Король предлагает Гамлету состязаться с Лаэртом на рапирах. Принц предполагает умысел со стороны дяди, но не отказывается принять предложение. Между ним и Горацио происходит следующий диалог:
Гамлет. – Я выиграю заклад, однако ты не можешь себе представить, как мне тяжело на сердце. Да это – вздор.
Горацио. – Нет, принц.
Гамлет. – Это – глупость, а между тем, род грустного предчувствия. Женщину это могло бы испугать.
Горацио. – Если душе вашей что-нибудь не нравится, – повинуйтесь ей. Я предупрежу их приход, скажу – что вы не расположены.

◆ Задание 1:
С кем и на каком оружии король предлагает Гамлету состязаться в выбранном отрывке?
◆ Задание 2:
Кратко перескажите абзац выбранного отрывка, начинающийся словами «Король предлагает Гамлету», сохранив его основные факты.
◆ Задание 3:
Перепишите из выбранного отрывка без изменений фрагмент от «Король предлагает Гамлету» до «Горацио. – Нет, принц.».

◆ Материал:

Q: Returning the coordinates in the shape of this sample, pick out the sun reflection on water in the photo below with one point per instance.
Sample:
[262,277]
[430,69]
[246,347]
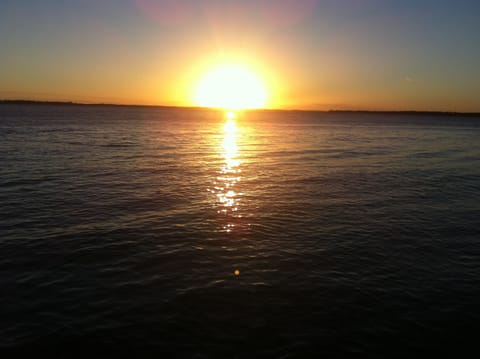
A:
[227,196]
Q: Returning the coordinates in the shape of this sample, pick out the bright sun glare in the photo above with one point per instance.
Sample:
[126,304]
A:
[231,87]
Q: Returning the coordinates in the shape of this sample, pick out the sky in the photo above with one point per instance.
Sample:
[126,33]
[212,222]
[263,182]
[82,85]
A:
[311,54]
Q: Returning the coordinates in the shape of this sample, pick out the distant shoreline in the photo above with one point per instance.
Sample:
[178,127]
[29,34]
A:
[389,112]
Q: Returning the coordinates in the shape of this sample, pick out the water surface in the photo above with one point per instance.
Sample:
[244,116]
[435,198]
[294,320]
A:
[354,234]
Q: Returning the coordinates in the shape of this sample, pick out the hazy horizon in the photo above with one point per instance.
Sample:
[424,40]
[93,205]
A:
[313,55]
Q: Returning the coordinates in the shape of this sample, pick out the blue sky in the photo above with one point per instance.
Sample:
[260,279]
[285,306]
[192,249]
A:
[365,54]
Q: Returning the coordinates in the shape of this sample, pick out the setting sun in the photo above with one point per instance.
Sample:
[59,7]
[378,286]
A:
[231,87]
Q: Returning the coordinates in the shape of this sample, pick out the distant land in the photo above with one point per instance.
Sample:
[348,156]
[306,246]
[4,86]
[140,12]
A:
[390,112]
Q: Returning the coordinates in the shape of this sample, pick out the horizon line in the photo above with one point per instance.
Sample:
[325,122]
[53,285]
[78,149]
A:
[75,103]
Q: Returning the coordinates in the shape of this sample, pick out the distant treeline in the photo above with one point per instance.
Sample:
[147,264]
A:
[343,112]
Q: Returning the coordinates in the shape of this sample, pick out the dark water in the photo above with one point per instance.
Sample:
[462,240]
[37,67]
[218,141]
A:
[121,229]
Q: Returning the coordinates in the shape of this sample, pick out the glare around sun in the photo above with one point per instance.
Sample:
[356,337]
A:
[231,87]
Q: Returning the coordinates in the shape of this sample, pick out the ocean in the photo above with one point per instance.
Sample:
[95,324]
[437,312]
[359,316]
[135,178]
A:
[168,232]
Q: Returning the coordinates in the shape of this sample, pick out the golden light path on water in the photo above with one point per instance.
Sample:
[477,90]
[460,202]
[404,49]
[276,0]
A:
[227,197]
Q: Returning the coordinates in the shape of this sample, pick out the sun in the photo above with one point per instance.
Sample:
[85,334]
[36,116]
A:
[231,87]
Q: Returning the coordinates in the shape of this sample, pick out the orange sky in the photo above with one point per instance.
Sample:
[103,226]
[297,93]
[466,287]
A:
[345,54]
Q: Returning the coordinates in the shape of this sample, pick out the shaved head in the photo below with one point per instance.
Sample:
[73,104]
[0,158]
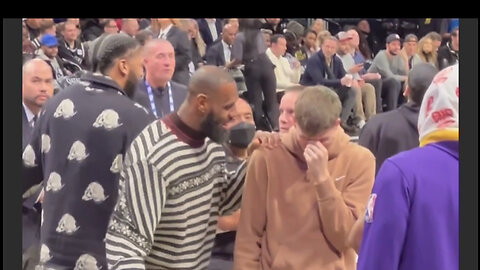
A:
[34,64]
[207,80]
[212,93]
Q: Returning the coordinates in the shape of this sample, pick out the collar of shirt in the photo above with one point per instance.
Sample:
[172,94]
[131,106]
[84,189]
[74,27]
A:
[105,81]
[269,51]
[165,31]
[29,113]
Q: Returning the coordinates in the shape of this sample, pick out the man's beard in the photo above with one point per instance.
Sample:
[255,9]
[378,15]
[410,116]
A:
[213,130]
[130,84]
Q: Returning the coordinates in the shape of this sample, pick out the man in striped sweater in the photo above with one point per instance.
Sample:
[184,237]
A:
[174,183]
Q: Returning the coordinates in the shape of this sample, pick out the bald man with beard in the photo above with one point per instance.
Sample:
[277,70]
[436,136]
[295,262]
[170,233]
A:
[178,165]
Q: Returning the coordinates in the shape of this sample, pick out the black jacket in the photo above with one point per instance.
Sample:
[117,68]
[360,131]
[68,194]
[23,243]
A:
[390,133]
[205,31]
[215,55]
[317,73]
[183,54]
[77,55]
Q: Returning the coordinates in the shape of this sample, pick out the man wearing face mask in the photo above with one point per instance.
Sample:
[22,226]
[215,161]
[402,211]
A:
[174,184]
[302,198]
[241,130]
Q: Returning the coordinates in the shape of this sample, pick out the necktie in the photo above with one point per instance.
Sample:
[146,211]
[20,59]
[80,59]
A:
[230,53]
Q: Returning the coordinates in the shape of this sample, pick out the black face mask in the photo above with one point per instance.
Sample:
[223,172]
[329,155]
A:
[241,134]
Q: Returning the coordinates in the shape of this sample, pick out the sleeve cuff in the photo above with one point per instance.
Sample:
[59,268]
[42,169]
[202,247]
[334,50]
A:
[326,190]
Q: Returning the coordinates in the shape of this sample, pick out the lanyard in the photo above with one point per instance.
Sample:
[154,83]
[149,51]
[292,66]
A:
[152,100]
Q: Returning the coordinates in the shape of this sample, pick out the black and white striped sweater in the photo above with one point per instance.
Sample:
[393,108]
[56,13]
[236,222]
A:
[173,188]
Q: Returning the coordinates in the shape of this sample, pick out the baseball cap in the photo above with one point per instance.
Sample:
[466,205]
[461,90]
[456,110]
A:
[438,115]
[393,37]
[411,38]
[343,36]
[48,40]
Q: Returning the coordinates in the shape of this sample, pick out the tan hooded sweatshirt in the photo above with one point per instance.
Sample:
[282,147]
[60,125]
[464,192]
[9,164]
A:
[289,223]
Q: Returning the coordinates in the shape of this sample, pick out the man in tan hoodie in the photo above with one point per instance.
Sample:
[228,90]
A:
[302,198]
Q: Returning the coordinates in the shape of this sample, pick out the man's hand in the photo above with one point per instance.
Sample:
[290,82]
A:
[371,76]
[355,68]
[316,156]
[263,138]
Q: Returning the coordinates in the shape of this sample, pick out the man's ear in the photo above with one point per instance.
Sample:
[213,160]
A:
[123,67]
[202,103]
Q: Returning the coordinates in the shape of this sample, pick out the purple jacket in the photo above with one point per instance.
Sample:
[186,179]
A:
[412,221]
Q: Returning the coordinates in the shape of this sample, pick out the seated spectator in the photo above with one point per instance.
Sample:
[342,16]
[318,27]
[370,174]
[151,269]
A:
[318,26]
[154,27]
[286,120]
[302,198]
[157,92]
[49,52]
[198,45]
[412,218]
[130,27]
[249,49]
[210,30]
[182,47]
[144,36]
[267,36]
[220,54]
[28,48]
[448,54]
[236,152]
[365,97]
[392,132]
[425,53]
[324,68]
[70,49]
[91,29]
[274,25]
[46,27]
[393,70]
[233,22]
[409,49]
[436,40]
[309,42]
[372,41]
[285,76]
[372,78]
[109,27]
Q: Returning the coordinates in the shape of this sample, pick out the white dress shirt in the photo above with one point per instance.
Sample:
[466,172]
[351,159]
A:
[213,28]
[29,114]
[164,32]
[227,52]
[285,75]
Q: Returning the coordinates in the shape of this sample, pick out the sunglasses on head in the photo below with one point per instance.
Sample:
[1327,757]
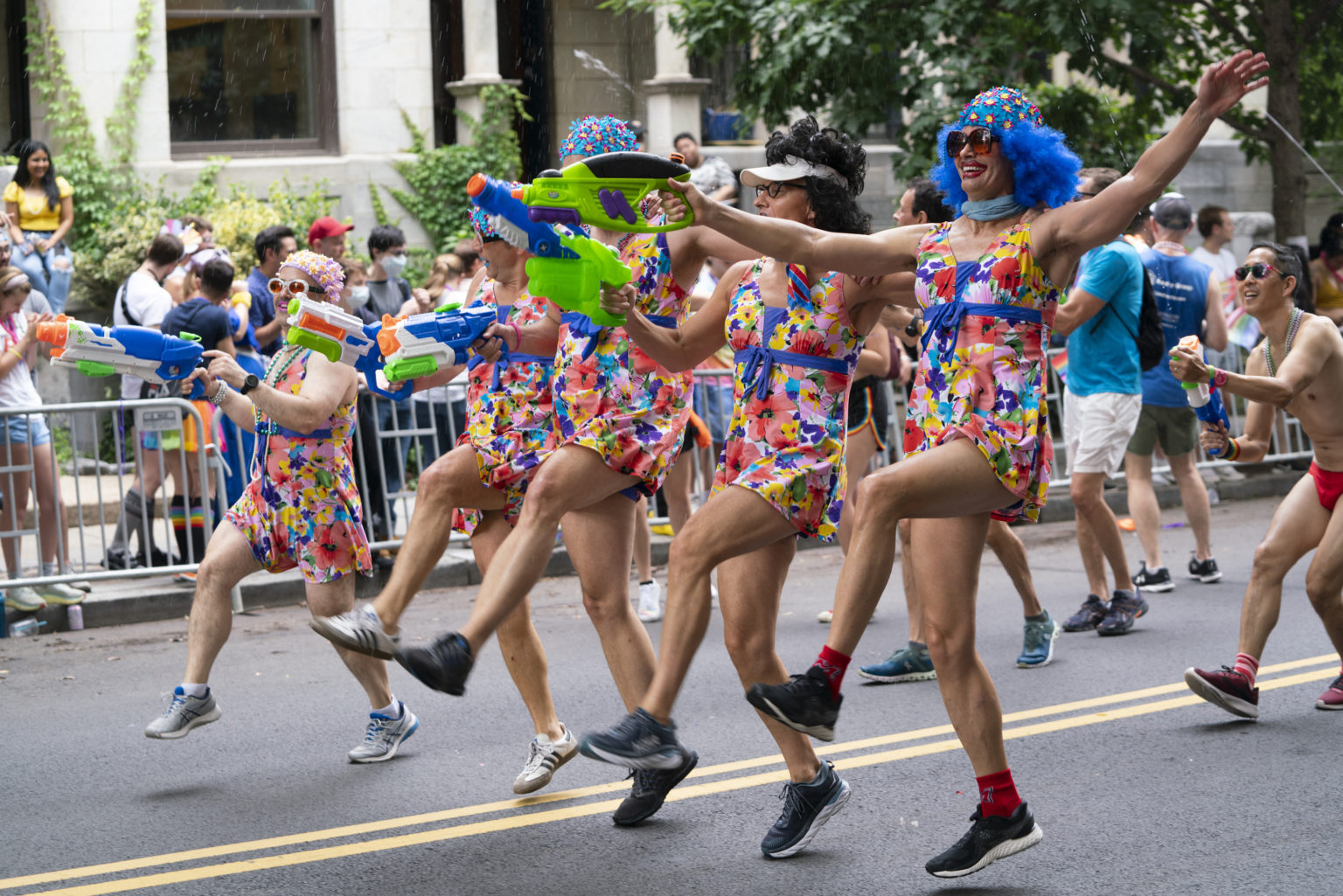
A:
[981,142]
[1259,270]
[290,287]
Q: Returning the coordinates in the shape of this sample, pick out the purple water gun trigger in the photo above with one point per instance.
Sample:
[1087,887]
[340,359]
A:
[546,215]
[616,205]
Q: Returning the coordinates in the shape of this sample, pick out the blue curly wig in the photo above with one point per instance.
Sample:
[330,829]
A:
[1044,168]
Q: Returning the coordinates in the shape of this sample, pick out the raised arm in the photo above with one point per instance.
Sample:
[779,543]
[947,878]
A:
[1076,227]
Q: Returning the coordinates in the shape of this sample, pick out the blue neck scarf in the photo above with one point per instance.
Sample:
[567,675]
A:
[992,208]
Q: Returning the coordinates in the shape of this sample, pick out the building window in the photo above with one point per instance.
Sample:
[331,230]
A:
[250,77]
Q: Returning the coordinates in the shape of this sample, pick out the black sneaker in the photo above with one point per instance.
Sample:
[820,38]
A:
[637,742]
[804,705]
[1124,608]
[443,665]
[1094,610]
[987,841]
[806,808]
[1205,571]
[651,790]
[1158,580]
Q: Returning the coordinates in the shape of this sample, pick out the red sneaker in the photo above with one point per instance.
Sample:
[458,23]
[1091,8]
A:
[1333,696]
[1228,690]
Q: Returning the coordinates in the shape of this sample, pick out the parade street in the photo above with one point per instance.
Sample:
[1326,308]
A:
[1139,786]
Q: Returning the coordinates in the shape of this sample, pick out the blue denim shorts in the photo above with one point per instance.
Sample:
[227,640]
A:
[27,427]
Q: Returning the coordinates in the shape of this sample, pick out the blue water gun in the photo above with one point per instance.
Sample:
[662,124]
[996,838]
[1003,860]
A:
[567,269]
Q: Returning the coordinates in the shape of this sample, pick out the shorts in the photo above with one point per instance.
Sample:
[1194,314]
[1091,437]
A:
[1096,430]
[1174,427]
[22,428]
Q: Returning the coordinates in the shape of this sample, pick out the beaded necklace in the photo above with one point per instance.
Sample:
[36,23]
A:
[1287,343]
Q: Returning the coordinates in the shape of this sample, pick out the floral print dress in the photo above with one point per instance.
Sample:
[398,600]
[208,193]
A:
[509,414]
[982,373]
[790,394]
[301,507]
[613,398]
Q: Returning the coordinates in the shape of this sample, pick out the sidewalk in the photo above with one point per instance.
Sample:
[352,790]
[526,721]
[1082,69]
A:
[127,601]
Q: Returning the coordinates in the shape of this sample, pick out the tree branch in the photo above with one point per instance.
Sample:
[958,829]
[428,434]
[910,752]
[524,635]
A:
[1178,92]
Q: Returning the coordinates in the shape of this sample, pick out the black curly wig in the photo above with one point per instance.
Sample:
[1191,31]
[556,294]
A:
[834,205]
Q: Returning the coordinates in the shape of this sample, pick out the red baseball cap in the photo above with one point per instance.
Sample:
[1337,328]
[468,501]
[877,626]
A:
[327,226]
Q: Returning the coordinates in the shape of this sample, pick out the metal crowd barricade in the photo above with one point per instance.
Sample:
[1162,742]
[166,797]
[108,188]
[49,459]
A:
[82,426]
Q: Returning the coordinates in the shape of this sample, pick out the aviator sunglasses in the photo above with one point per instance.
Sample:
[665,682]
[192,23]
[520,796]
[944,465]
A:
[981,142]
[1259,270]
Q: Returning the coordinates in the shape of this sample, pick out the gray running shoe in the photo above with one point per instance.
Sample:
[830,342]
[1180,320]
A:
[358,630]
[544,761]
[183,713]
[385,735]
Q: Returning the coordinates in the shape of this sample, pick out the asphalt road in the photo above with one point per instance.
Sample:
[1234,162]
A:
[1139,786]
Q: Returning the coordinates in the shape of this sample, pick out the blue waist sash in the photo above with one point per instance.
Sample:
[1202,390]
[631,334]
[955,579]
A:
[759,360]
[583,327]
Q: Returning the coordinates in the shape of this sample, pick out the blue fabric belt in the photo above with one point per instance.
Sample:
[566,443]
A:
[583,327]
[761,360]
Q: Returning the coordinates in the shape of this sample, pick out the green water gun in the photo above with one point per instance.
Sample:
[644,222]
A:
[604,191]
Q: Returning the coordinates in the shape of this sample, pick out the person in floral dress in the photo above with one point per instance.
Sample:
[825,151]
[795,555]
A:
[301,510]
[478,487]
[797,336]
[977,438]
[619,420]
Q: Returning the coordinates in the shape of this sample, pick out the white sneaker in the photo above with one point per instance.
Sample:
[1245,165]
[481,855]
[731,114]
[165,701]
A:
[651,601]
[23,598]
[385,735]
[182,715]
[544,761]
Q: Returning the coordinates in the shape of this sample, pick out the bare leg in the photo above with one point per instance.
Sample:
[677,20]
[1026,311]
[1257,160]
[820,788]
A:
[570,480]
[518,641]
[749,590]
[949,480]
[732,523]
[967,691]
[1193,495]
[599,538]
[451,481]
[1299,524]
[1100,535]
[227,559]
[1143,505]
[1012,553]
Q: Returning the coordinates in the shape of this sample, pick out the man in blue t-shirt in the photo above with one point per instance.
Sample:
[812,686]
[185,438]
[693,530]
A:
[1189,298]
[1102,402]
[272,246]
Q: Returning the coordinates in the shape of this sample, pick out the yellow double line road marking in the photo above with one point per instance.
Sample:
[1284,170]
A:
[533,818]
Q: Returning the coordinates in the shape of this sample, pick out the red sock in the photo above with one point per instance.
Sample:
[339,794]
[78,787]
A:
[833,663]
[1247,665]
[999,794]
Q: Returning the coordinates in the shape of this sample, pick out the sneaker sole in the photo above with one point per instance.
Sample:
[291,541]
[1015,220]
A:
[182,733]
[814,828]
[370,642]
[1001,851]
[819,733]
[659,761]
[1227,701]
[523,788]
[897,680]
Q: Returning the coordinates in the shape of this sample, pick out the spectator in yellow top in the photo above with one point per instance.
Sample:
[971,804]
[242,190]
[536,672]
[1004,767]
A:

◆ Решение задания 1:
С Лаэртом, на рапирах.

◆ Решение задания 2:
Король предлагает Гамлету поединок с Лаэртом на рапирах. Принц подозревает умысел дяди, но соглашается, после чего говорит с Горацио.

◆ Решение задания 3:
Король предлагает Гамлету состязаться с Лаэртом на рапирах. Принц предполагает умысел со стороны дяди, но не отказывается принять предложение. Между ним и Горацио происходит следующий диалог:
Гамлет. – Я выиграю заклад, однако ты не можешь себе представить, как мне тяжело на сердце. Да это – вздор.
Горацио. – Нет, принц.